● **REQUEST**
Rewrite the listing below with every occurrence of "Results" replaced by "Points", leaving everything else unchanged. Omit the pictures from your answer.

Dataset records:
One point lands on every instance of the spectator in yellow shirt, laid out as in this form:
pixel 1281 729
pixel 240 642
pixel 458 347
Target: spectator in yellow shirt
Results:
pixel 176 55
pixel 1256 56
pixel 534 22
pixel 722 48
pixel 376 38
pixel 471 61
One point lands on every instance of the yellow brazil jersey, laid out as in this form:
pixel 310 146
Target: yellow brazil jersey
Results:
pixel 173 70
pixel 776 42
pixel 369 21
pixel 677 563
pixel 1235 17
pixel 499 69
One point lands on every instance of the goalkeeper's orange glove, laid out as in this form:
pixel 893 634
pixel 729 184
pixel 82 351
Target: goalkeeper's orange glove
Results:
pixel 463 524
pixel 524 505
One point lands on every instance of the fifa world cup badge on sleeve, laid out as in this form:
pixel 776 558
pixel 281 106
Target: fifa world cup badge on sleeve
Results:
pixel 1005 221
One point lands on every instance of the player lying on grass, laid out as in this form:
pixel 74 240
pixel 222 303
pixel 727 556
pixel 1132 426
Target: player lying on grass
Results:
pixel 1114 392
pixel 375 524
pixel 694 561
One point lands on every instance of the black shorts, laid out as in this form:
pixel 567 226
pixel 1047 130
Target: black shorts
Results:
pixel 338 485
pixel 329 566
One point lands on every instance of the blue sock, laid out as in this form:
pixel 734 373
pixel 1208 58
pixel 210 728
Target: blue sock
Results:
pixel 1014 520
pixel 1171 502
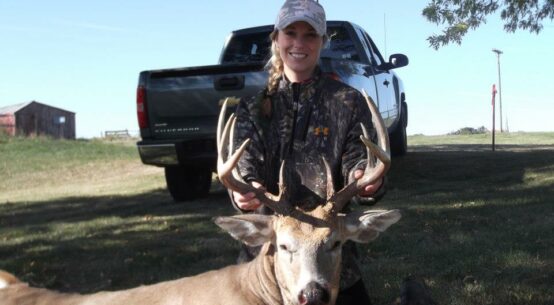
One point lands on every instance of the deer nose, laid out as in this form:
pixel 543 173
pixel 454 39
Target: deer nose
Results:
pixel 314 294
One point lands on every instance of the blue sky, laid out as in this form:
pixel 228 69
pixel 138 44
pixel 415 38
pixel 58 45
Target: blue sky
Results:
pixel 86 56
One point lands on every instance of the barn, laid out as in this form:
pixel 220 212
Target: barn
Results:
pixel 34 118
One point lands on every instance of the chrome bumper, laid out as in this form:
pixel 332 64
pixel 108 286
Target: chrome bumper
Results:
pixel 158 154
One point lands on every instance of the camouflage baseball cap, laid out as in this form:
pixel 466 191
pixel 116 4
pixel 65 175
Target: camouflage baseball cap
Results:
pixel 309 11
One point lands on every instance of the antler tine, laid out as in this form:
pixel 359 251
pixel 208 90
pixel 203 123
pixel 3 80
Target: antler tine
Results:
pixel 330 186
pixel 373 172
pixel 226 168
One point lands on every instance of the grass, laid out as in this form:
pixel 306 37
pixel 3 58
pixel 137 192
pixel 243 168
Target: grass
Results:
pixel 71 168
pixel 477 225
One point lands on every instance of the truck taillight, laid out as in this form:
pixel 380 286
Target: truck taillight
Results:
pixel 142 113
pixel 334 76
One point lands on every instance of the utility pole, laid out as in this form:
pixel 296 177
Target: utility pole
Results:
pixel 493 116
pixel 498 52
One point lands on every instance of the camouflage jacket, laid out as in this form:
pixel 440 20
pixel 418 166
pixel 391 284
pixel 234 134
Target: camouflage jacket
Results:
pixel 300 123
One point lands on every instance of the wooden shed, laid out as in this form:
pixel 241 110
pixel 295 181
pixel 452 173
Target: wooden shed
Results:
pixel 34 118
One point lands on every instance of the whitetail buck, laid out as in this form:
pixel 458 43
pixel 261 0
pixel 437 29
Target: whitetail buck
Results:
pixel 300 258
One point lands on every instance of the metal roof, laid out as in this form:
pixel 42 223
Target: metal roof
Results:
pixel 13 108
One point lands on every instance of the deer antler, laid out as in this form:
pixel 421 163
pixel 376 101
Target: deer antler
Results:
pixel 228 174
pixel 373 172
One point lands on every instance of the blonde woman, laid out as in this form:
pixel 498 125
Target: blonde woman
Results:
pixel 302 115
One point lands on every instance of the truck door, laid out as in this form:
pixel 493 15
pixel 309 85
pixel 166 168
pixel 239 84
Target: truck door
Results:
pixel 383 80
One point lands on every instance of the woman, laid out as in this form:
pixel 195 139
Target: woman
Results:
pixel 300 116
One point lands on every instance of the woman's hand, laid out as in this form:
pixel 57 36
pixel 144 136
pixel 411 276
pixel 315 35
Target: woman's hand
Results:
pixel 371 188
pixel 248 201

● **TASK OUTPUT**
One point lands on every instance of the spectator in yellow shirt, laid out as in this form:
pixel 1281 729
pixel 240 642
pixel 458 347
Target: spectator in yellow shirt
Points:
pixel 176 55
pixel 1256 56
pixel 534 22
pixel 722 48
pixel 376 38
pixel 471 61
One point lands on every instance of the yellow brazil jersey, laid out as in this form:
pixel 310 146
Target: yellow brazil jersey
Points:
pixel 173 70
pixel 776 42
pixel 369 21
pixel 677 563
pixel 1235 17
pixel 499 69
One point lands on every instance of the goalkeeper's orange glove, laid out as in this form:
pixel 893 634
pixel 729 184
pixel 82 351
Target: goalkeeper's orange glove
Points:
pixel 463 524
pixel 524 505
One point lands on every instance of the fifa world cup badge on sleeve, laid out as in this form:
pixel 776 558
pixel 281 106
Target: fifa world cup badge on sleeve
Points:
pixel 1005 221
One point lands on every instance of the player lying on grass, laid out as in this form:
pixel 74 240
pixel 222 303
pixel 727 556
pixel 1132 426
Target: player lying on grass
Points:
pixel 1114 392
pixel 375 524
pixel 694 561
One point lands on every instance of the black shorts, laid out as in this form:
pixel 567 226
pixel 1047 130
Target: black shorts
Points:
pixel 338 485
pixel 329 566
One point lands on every instance of the blue sock, laid out as in this form:
pixel 734 373
pixel 1208 58
pixel 210 728
Target: blue sock
Points:
pixel 1014 520
pixel 1171 502
One point lands on every instance of the deer nose, laid out as in this form:
pixel 543 173
pixel 454 39
Target: deer nose
Points:
pixel 314 294
One point lands on every instance of the blue sky, laid out as in this form:
pixel 228 69
pixel 138 44
pixel 415 38
pixel 58 45
Target: blue sky
Points:
pixel 86 56
One point lands on every instance of the barn, laid out as in this form:
pixel 220 212
Target: barn
Points:
pixel 34 118
One point lands on every instance of the chrome bumper, laid out as in this form:
pixel 332 64
pixel 108 286
Target: chrome bumper
Points:
pixel 158 154
One point lands on every instance of the camouflage baseball cap, laid out as in this form:
pixel 466 191
pixel 116 4
pixel 65 175
Target: camouflage baseball cap
Points:
pixel 309 11
One point lands on every instance of the antler tine, laid out as in this form:
pixel 359 251
pixel 208 90
pixel 203 123
pixel 3 80
Target: antler tine
Points:
pixel 330 186
pixel 373 172
pixel 226 168
One point lands on every instance of the grass, laid out as in this form:
pixel 306 37
pixel 3 58
pixel 137 192
pixel 243 168
Target: grass
Points:
pixel 71 168
pixel 477 225
One point lands on every instance of the truck taillight, laid out as in this form:
pixel 380 286
Target: truck taillight
Points:
pixel 142 113
pixel 334 76
One point lands on every instance of the utility pole, laid out as in this form:
pixel 296 177
Target: utility pole
Points:
pixel 493 116
pixel 498 52
One point lands on every instance of the camouflage jacket, laid out as in this form:
pixel 440 20
pixel 418 166
pixel 391 284
pixel 234 134
Target: camouflage jacket
Points:
pixel 300 123
One point lands on every instance of the wooden shed, laid out as in this form:
pixel 241 110
pixel 295 181
pixel 452 173
Target: wooden shed
Points:
pixel 34 118
One point lands on every instance of the whitetail buck, laid out as in this form:
pixel 458 43
pixel 261 0
pixel 437 29
Target: whitetail buck
Points:
pixel 300 258
One point lands on every instance of the metal roof, laid out as in this form:
pixel 42 223
Target: metal roof
Points:
pixel 13 108
One point lands on every instance of the deer antler, laid out as in this form:
pixel 421 163
pixel 376 101
Target: deer antler
Points:
pixel 228 174
pixel 373 172
One point lands on every instance of the blonde woman, laid out as in this form:
pixel 498 125
Target: blonde woman
Points:
pixel 302 115
One point lands on every instance of the truck door, laid out as in this form:
pixel 493 15
pixel 309 85
pixel 166 168
pixel 239 84
Target: truck door
Points:
pixel 383 80
One point lands on every instance of the woman, laid out as in this form:
pixel 195 139
Target: woman
Points:
pixel 300 116
One point lands on every instance of the woman's hand, laid out as in this form:
pixel 57 36
pixel 144 136
pixel 411 276
pixel 315 35
Target: woman's hand
Points:
pixel 371 188
pixel 248 201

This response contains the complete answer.